• [YOUR GOAL]
Could you reproduce every row below word for word, leaving nothing out and changing nothing?

Collected data entries
□ □ □ □ □ □ □
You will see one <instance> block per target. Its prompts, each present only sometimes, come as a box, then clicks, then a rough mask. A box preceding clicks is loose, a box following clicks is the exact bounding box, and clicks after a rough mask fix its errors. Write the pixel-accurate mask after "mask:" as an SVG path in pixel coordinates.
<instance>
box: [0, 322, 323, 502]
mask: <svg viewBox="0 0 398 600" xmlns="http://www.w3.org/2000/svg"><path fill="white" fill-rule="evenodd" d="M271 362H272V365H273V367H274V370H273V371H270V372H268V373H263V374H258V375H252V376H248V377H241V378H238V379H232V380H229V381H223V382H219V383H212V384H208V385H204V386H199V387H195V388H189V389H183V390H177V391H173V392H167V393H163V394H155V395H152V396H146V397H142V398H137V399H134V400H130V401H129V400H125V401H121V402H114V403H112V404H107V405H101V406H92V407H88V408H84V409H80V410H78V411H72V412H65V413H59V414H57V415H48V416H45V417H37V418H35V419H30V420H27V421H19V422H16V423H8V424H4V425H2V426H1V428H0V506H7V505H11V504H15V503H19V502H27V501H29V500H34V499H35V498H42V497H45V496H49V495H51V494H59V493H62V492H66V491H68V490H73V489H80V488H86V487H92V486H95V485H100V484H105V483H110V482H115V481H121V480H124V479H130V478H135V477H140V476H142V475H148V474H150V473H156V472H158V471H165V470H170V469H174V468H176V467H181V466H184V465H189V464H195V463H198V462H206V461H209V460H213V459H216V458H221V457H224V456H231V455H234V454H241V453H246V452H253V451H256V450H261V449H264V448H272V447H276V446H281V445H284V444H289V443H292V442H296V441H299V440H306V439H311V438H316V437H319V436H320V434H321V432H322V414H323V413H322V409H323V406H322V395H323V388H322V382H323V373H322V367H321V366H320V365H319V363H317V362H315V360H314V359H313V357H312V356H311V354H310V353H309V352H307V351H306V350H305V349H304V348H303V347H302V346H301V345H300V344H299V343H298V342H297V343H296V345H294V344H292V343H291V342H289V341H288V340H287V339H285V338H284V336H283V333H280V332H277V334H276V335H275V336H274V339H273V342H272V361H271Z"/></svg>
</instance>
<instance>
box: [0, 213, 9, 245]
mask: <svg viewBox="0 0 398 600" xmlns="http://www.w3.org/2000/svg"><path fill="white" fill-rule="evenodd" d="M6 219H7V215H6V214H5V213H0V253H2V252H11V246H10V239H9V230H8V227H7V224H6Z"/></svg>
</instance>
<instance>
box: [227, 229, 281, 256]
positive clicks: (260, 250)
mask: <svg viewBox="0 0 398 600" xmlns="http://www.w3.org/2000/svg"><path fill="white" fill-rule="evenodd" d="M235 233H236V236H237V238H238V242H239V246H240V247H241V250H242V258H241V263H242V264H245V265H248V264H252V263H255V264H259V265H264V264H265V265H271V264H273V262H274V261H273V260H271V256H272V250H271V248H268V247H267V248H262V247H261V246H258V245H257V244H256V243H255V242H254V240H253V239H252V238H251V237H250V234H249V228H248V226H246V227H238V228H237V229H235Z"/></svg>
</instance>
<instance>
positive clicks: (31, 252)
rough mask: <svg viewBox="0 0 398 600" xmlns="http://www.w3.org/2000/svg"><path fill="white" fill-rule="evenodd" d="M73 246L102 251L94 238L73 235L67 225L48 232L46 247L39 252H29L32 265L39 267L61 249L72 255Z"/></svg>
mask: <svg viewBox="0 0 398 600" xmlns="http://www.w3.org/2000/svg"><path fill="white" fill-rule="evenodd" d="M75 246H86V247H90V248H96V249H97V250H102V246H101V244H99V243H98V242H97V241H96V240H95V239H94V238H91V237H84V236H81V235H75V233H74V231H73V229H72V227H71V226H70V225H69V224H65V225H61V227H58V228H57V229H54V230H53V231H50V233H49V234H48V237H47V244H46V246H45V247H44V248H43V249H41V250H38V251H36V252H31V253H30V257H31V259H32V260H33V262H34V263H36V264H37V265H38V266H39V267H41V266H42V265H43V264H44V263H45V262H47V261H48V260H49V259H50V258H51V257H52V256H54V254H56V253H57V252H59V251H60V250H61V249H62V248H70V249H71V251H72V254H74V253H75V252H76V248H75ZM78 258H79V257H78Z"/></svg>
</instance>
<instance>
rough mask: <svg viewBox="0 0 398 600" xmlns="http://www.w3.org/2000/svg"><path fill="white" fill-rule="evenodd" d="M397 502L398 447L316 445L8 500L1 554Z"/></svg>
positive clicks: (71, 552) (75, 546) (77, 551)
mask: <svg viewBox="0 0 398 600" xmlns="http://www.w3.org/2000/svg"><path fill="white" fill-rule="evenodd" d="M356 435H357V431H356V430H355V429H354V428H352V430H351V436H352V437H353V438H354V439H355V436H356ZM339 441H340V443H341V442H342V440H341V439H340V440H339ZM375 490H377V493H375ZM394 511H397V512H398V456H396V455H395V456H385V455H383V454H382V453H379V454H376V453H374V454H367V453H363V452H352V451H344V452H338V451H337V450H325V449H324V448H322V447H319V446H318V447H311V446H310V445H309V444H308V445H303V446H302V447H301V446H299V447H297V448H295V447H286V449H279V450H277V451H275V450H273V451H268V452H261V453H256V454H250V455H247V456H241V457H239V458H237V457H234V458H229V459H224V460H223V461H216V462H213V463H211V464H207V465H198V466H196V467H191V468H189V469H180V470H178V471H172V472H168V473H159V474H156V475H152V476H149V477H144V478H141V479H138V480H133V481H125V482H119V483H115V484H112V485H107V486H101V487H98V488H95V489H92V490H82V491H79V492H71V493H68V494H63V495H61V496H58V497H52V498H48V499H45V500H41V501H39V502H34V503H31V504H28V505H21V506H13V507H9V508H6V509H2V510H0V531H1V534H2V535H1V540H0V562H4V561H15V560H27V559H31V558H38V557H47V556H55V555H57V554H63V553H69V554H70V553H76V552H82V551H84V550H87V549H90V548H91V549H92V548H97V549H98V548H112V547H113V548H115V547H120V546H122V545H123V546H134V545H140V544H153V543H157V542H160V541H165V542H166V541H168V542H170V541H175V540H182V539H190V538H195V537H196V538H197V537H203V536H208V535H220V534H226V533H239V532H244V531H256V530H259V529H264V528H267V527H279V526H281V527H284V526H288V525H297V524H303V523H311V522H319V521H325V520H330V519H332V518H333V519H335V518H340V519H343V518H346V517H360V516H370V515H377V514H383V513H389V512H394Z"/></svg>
□ □ □ □ □ □ □
• [REPLY TO THE EXERCISE]
You will see one <instance> block per target. Its prompts, each present only sometimes, come as a box, then clicks, then a rough mask. A box preceding clicks is loose, a box following clicks is the exact bounding box, and clicks after a rough mask fix its errors. Write the pixel-accurate mask after "mask:" as an SVG path in pixel coordinates.
<instance>
box: [0, 322, 323, 502]
mask: <svg viewBox="0 0 398 600" xmlns="http://www.w3.org/2000/svg"><path fill="white" fill-rule="evenodd" d="M271 362H272V365H273V367H274V370H273V371H270V372H268V373H263V374H258V375H252V376H248V377H241V378H238V379H232V380H229V381H223V382H219V383H212V384H208V385H204V386H199V387H195V388H189V389H183V390H177V391H173V392H167V393H163V394H155V395H152V396H146V397H142V398H137V399H134V400H130V401H129V400H125V401H121V402H114V403H112V404H107V405H101V406H92V407H88V408H84V409H80V410H78V411H72V412H65V413H59V414H57V415H48V416H45V417H37V418H35V419H30V420H27V421H19V422H16V423H8V424H4V425H2V426H1V428H0V506H7V505H11V504H15V503H19V502H27V501H29V500H34V499H35V498H42V497H45V496H49V495H51V494H59V493H62V492H66V491H68V490H73V489H80V488H86V487H92V486H95V485H100V484H105V483H110V482H115V481H121V480H124V479H130V478H135V477H140V476H142V475H148V474H150V473H156V472H158V471H165V470H170V469H174V468H176V467H181V466H184V465H189V464H195V463H198V462H206V461H209V460H213V459H216V458H221V457H224V456H231V455H234V454H241V453H246V452H253V451H256V450H261V449H264V448H272V447H276V446H281V445H284V444H289V443H292V442H296V441H299V440H306V439H311V438H316V437H319V436H320V434H321V432H322V414H323V413H322V409H323V406H322V395H323V388H322V382H323V373H322V367H321V366H320V365H319V363H317V362H315V360H314V359H313V357H312V356H311V354H310V353H309V352H307V351H306V350H305V349H304V348H303V347H302V346H301V345H300V344H299V343H298V342H297V343H296V345H294V344H292V343H291V342H289V341H288V340H287V339H285V338H284V336H283V333H280V332H277V334H276V335H275V336H274V339H273V342H272V361H271Z"/></svg>
</instance>
<instance>
box: [0, 213, 9, 245]
mask: <svg viewBox="0 0 398 600" xmlns="http://www.w3.org/2000/svg"><path fill="white" fill-rule="evenodd" d="M6 219H7V215H6V214H5V213H0V253H2V252H11V246H10V239H9V230H8V227H7V224H6Z"/></svg>
</instance>
<instance>
box: [227, 229, 281, 256]
positive clicks: (260, 250)
mask: <svg viewBox="0 0 398 600" xmlns="http://www.w3.org/2000/svg"><path fill="white" fill-rule="evenodd" d="M235 233H236V236H237V238H238V242H239V246H240V247H241V250H242V258H241V263H242V264H245V265H248V264H252V263H255V264H259V265H264V264H265V265H271V264H273V262H274V261H273V260H271V256H272V250H271V248H268V247H267V248H262V247H261V246H258V245H257V244H256V243H255V242H254V240H253V239H252V238H251V237H250V234H249V228H248V226H246V227H238V228H237V229H235Z"/></svg>
</instance>
<instance>
positive clicks: (31, 252)
rough mask: <svg viewBox="0 0 398 600" xmlns="http://www.w3.org/2000/svg"><path fill="white" fill-rule="evenodd" d="M73 246L102 251L94 238L73 235L67 225L48 232L46 247L39 252H29L32 265L39 267L61 249L72 255Z"/></svg>
mask: <svg viewBox="0 0 398 600" xmlns="http://www.w3.org/2000/svg"><path fill="white" fill-rule="evenodd" d="M75 246H86V247H90V248H96V249H97V250H102V246H101V244H99V243H98V242H97V241H96V240H95V239H94V238H91V237H84V236H81V235H75V233H74V231H73V229H72V227H71V226H70V225H69V224H65V225H61V227H58V228H57V229H54V230H53V231H50V233H49V234H48V237H47V244H46V246H45V247H44V248H43V249H41V250H38V251H36V252H31V253H30V257H31V259H32V260H33V262H34V263H36V264H37V265H38V266H39V267H41V266H42V265H43V264H44V263H45V262H47V261H48V260H49V259H50V258H51V257H52V256H54V254H56V253H57V252H59V251H60V250H61V249H62V248H70V249H71V251H72V254H74V253H75V252H76V248H75ZM78 258H79V257H78Z"/></svg>
</instance>
<instance>
rough mask: <svg viewBox="0 0 398 600" xmlns="http://www.w3.org/2000/svg"><path fill="white" fill-rule="evenodd" d="M397 502L398 447L316 445L8 500L1 554Z"/></svg>
positive clicks: (71, 552) (75, 546) (77, 551)
mask: <svg viewBox="0 0 398 600" xmlns="http://www.w3.org/2000/svg"><path fill="white" fill-rule="evenodd" d="M356 435H357V431H356V430H355V429H354V428H352V430H351V436H352V437H353V438H354V439H355V436H356ZM339 441H340V443H341V442H342V440H341V439H340V440H339ZM375 490H377V493H375ZM394 511H397V512H398V456H396V455H395V456H385V455H383V454H382V453H379V454H376V453H374V454H367V453H363V452H352V451H344V452H338V451H337V450H325V449H324V448H322V447H319V446H318V447H311V446H310V445H309V444H308V445H303V446H302V447H301V446H299V447H297V448H295V447H286V449H279V450H277V451H275V450H273V451H268V452H261V453H256V454H250V455H247V456H241V457H239V458H237V457H234V458H229V459H224V460H223V461H216V462H213V463H211V464H207V465H198V466H196V467H191V468H189V469H180V470H178V471H172V472H168V473H159V474H156V475H152V476H149V477H144V478H141V479H138V480H133V481H125V482H119V483H115V484H112V485H107V486H101V487H98V488H95V489H92V490H82V491H79V492H71V493H68V494H63V495H61V496H58V497H52V498H48V499H45V500H41V501H39V502H34V503H31V504H28V505H21V506H13V507H9V508H6V509H2V510H0V531H1V534H2V535H1V540H0V562H4V561H15V560H27V559H31V558H38V557H47V556H55V555H57V554H63V553H69V554H70V553H76V552H82V551H84V550H87V549H90V548H91V549H92V548H97V549H98V548H112V547H113V548H115V547H120V546H122V545H123V546H134V545H140V544H153V543H157V542H160V541H165V542H166V541H168V542H170V541H175V540H182V539H190V538H195V537H196V538H197V537H203V536H208V535H220V534H226V533H239V532H244V531H256V530H259V529H264V528H267V527H279V526H281V527H284V526H288V525H297V524H303V523H311V522H319V521H325V520H330V519H332V518H333V519H335V518H340V519H343V518H346V517H360V516H370V515H377V514H383V513H389V512H394Z"/></svg>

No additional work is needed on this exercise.